#### Recorded information

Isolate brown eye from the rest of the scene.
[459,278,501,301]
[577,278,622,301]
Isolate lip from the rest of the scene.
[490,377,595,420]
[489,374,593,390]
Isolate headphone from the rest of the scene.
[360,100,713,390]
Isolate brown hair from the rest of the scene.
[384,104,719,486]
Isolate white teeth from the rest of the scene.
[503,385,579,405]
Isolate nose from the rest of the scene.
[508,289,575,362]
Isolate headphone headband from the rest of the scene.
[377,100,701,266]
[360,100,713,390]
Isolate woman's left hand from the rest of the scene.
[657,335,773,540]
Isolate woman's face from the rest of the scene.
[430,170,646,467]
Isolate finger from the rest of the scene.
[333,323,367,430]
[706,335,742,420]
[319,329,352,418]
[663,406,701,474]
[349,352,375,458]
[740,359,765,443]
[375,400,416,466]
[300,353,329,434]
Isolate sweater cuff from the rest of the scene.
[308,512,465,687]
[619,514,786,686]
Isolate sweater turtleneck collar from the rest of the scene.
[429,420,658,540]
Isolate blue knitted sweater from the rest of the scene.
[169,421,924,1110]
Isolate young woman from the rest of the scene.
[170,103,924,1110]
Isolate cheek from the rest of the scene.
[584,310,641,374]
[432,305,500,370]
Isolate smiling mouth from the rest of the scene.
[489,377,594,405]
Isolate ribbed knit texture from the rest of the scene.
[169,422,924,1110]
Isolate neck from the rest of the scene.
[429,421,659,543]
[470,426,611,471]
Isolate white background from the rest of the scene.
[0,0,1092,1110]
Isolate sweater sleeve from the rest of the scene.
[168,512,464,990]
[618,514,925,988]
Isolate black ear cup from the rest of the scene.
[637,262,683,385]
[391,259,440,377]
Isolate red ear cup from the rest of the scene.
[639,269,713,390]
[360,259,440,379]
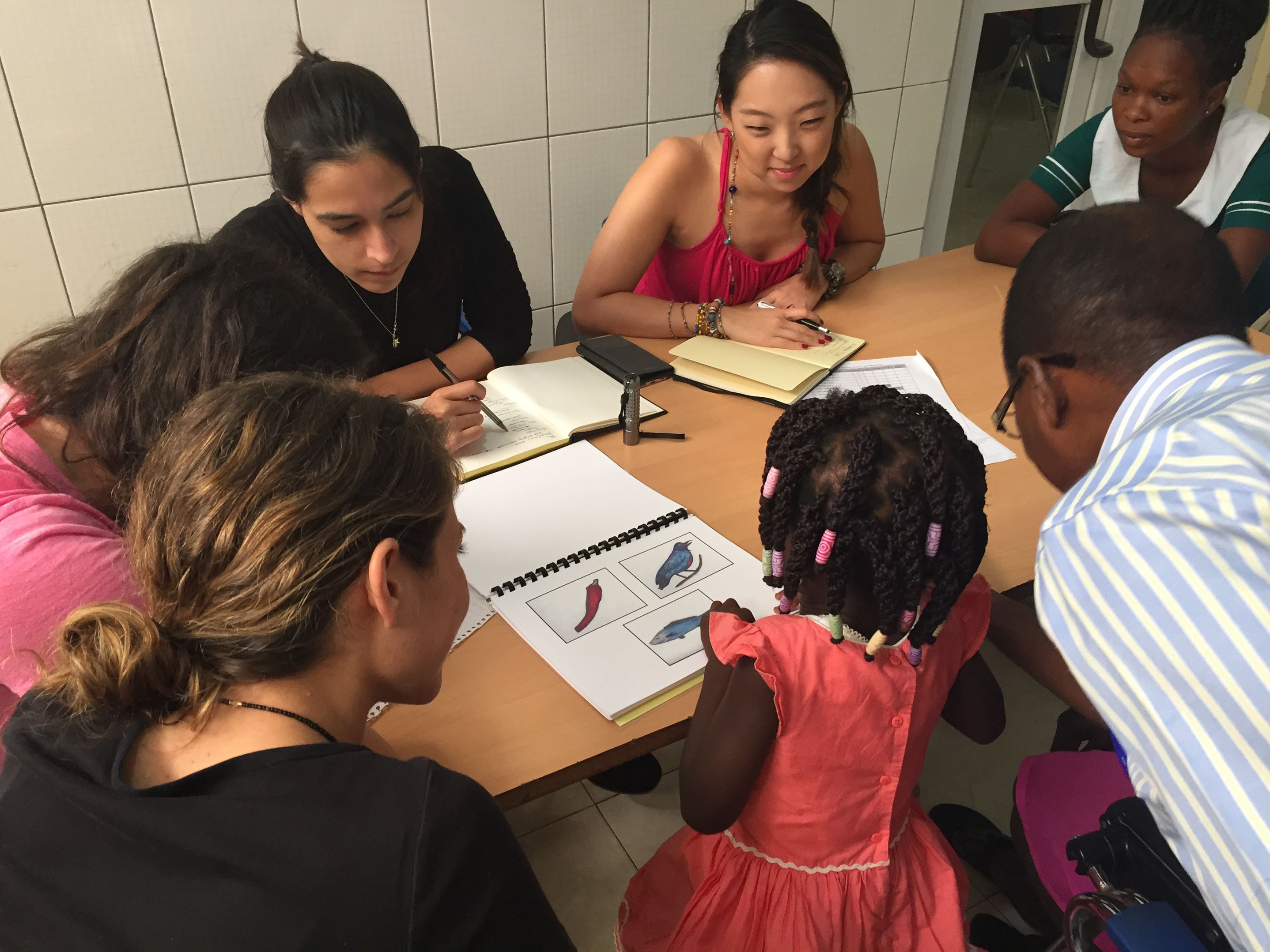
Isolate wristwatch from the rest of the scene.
[820,258,847,300]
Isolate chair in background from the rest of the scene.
[1050,797,1231,952]
[965,8,1076,187]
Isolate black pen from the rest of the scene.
[758,301,833,334]
[423,350,508,433]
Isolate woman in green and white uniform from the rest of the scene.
[974,0,1270,321]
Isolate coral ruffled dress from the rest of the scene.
[617,576,990,952]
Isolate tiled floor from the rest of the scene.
[507,645,1063,952]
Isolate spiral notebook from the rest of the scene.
[455,442,773,720]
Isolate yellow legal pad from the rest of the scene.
[671,334,865,405]
[613,674,706,727]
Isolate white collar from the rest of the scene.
[1090,103,1270,227]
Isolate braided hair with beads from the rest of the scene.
[758,386,988,664]
[1134,0,1270,87]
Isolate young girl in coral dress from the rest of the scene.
[617,387,1005,952]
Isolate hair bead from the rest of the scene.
[926,522,944,558]
[815,529,838,565]
[865,629,886,661]
[751,466,781,499]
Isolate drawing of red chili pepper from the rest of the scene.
[574,579,605,631]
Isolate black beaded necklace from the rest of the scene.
[221,697,339,744]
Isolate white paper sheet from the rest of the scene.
[806,354,1015,465]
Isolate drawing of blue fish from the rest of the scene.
[648,614,701,645]
[654,541,702,590]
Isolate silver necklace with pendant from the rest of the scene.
[344,274,401,349]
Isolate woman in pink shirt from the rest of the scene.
[573,0,886,348]
[0,242,367,759]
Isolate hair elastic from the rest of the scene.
[763,466,781,499]
[926,522,944,558]
[815,529,838,565]
[829,614,843,645]
[865,629,886,661]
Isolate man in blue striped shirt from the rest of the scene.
[998,204,1270,949]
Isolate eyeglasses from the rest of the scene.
[992,354,1076,439]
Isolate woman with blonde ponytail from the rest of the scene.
[0,373,571,952]
[573,0,886,349]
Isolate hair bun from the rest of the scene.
[1218,0,1270,43]
[296,36,330,66]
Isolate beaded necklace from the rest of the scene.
[722,142,738,305]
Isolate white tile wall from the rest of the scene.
[904,0,961,87]
[0,208,68,344]
[296,0,437,145]
[648,0,741,123]
[150,0,299,181]
[0,0,185,202]
[0,0,960,349]
[551,126,648,300]
[428,0,543,148]
[883,83,949,235]
[0,74,39,212]
[855,89,900,208]
[833,0,913,93]
[45,185,198,313]
[544,0,649,136]
[877,229,922,268]
[464,138,554,307]
[189,175,273,239]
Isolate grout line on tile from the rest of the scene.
[596,794,640,871]
[421,0,441,146]
[0,56,43,207]
[39,206,75,315]
[542,0,556,306]
[146,0,198,188]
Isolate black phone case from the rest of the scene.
[578,334,674,384]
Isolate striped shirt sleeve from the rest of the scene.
[1222,131,1270,231]
[1028,110,1105,207]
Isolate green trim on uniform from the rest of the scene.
[1028,109,1107,207]
[1222,136,1270,231]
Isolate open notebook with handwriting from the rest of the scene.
[455,444,773,720]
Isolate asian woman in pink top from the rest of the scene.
[573,0,885,348]
[0,242,367,760]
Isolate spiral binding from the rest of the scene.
[489,507,688,595]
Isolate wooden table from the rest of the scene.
[376,248,1229,809]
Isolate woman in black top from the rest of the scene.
[0,373,573,952]
[222,43,532,445]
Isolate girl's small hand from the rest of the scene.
[756,274,829,311]
[422,380,485,453]
[722,303,831,350]
[701,598,754,661]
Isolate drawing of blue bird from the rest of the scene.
[648,614,701,645]
[654,542,701,589]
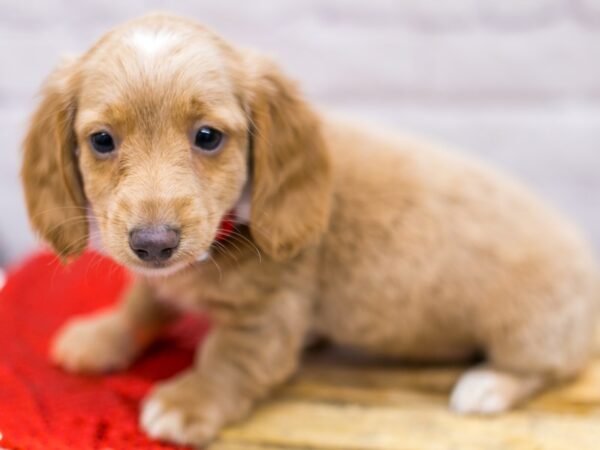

########

Exercise instructions » Rewrite all the records above, replacing "from the rest of the scene" with "from its surroundings" and keeping everything else unchanged. Leave out the pictures.

Response to this exercise »
Isolate brown eye from its surroundings.
[459,278,501,301]
[577,278,622,301]
Isolate lip from its surroundings.
[490,377,595,420]
[489,374,593,390]
Isolate headphone from its surroundings.
[360,100,713,390]
Isolate brown hair from its surroundings.
[384,104,719,486]
Isolate white teeth from its surroundings.
[503,385,579,405]
Isolate nose from its surroundings.
[508,289,575,362]
Isolate headphone headband from its surroundings.
[377,100,701,266]
[360,100,713,390]
Isolate woman's left hand from its surroundings.
[657,335,773,540]
Isolate woman's face from its surroundings.
[430,170,646,467]
Isolate finger from its surroundings.
[333,323,367,430]
[706,335,742,420]
[319,329,352,418]
[663,406,701,474]
[349,352,375,458]
[740,359,765,443]
[375,400,416,466]
[300,353,329,434]
Isolate sweater cuff from its surroundings.
[308,512,465,687]
[619,514,786,686]
Isolate sweater turtleneck collar from its surroundings.
[429,420,658,540]
Isolate blue knitted sweater from its surroundings.
[169,421,924,1110]
Isolate young woman from its surroundings.
[170,103,924,1110]
Isolate cheek from its surroundings.
[584,310,641,374]
[432,305,500,370]
Isolate smiling mouth from its surroundings.
[489,377,594,405]
Isolate ribbed knit texture from its surroundings.
[169,422,924,1110]
Isolate neck from its surroundings.
[429,421,659,543]
[470,426,611,471]
Isolate white background from its surroundings.
[0,0,1092,1110]
Isolate sweater sleeve from its surroundings.
[168,512,464,990]
[618,514,925,988]
Isolate black ear cup from its surroundings.
[637,262,683,385]
[391,259,440,377]
Isolate red ear cup from its surroundings.
[639,269,713,390]
[360,259,440,379]
Isolate wristwatch from its surroundings.
[820,258,847,300]
Isolate chair in background from its surroundings.
[1050,797,1231,952]
[965,8,1076,187]
Isolate black pen from its surroundings.
[758,301,833,334]
[423,350,508,433]
Isolate woman in green and white uniform from its surroundings.
[974,0,1270,321]
Isolate coral ruffled dress from its surroundings.
[617,576,990,952]
Isolate tiled floor from its surroundings.
[507,645,1063,952]
Isolate spiral notebook from its surroundings.
[455,442,773,720]
Isolate yellow legal pad from its surroundings.
[671,334,865,405]
[613,674,706,727]
Isolate white collar from its surroundings.
[1090,103,1270,227]
Isolate braided hair with beads from its surroundings.
[758,386,988,664]
[1134,0,1270,87]
Isolate young girl in coral dress from its surroundings.
[617,387,1005,952]
Isolate hair bead from its surroundings.
[926,522,944,558]
[815,529,838,565]
[865,629,886,661]
[751,466,781,499]
Isolate drawing of red chili pepper from its surroundings.
[574,579,605,631]
Isolate black beaded necklace from its surroundings.
[221,697,339,744]
Isolate white paper sheet from its surroundings.
[806,354,1015,465]
Isolate drawing of blue fish from its surroundings.
[648,614,701,645]
[654,541,702,590]
Isolate silver necklace with pendant from its surroundings.
[344,274,401,349]
Isolate woman in pink shirt from its surroundings.
[573,0,886,348]
[0,242,367,759]
Isolate hair elastic from its surroundings.
[763,466,781,499]
[926,522,944,558]
[815,529,838,565]
[829,614,843,645]
[865,629,886,661]
Isolate man in blue striped shirt from its surroundings.
[998,204,1270,949]
Isolate eyeglasses from its surroundings.
[992,354,1076,439]
Isolate woman with blonde ponytail from its surroundings.
[0,373,571,952]
[573,0,886,349]
Isolate hair bun from its surroundings.
[1218,0,1270,43]
[296,36,330,66]
Isolate beaded necklace from its surroundings.
[722,142,738,305]
Isolate white tile wall from its surroundings.
[904,0,961,87]
[0,208,68,344]
[296,0,437,145]
[648,0,741,123]
[150,0,299,181]
[0,0,185,202]
[0,0,960,349]
[551,126,648,300]
[428,0,543,148]
[883,83,949,235]
[0,74,39,212]
[855,89,900,208]
[833,0,913,93]
[45,185,198,313]
[544,0,649,136]
[877,229,922,268]
[464,138,554,307]
[189,175,273,239]
Isolate grout line on tile from its surroundings.
[596,794,640,871]
[421,0,441,146]
[0,56,43,207]
[39,206,75,315]
[542,0,556,306]
[146,0,198,188]
Isolate black phone case from its surroundings.
[578,334,674,384]
Isolate striped shirt sleeve from its surroundings.
[1222,131,1270,231]
[1028,110,1105,207]
Isolate green trim on uniform from its surroundings.
[1028,109,1107,207]
[1222,136,1270,231]
Isolate open notebook with handwriting from its surroundings.
[455,444,773,720]
Isolate asian woman in pink top from its surroundings.
[573,0,885,348]
[0,242,367,760]
Isolate spiral binding from its surroundings.
[489,507,688,595]
Isolate wooden table from its surroundings.
[376,248,1229,809]
Isolate woman in black top from its surroundings.
[0,373,573,952]
[222,43,532,445]
Isolate girl's small hand from its surroundings.
[756,274,829,311]
[422,380,485,453]
[722,303,831,350]
[701,598,754,661]
Isolate drawing of blue bird from its surroundings.
[648,614,701,645]
[654,542,701,589]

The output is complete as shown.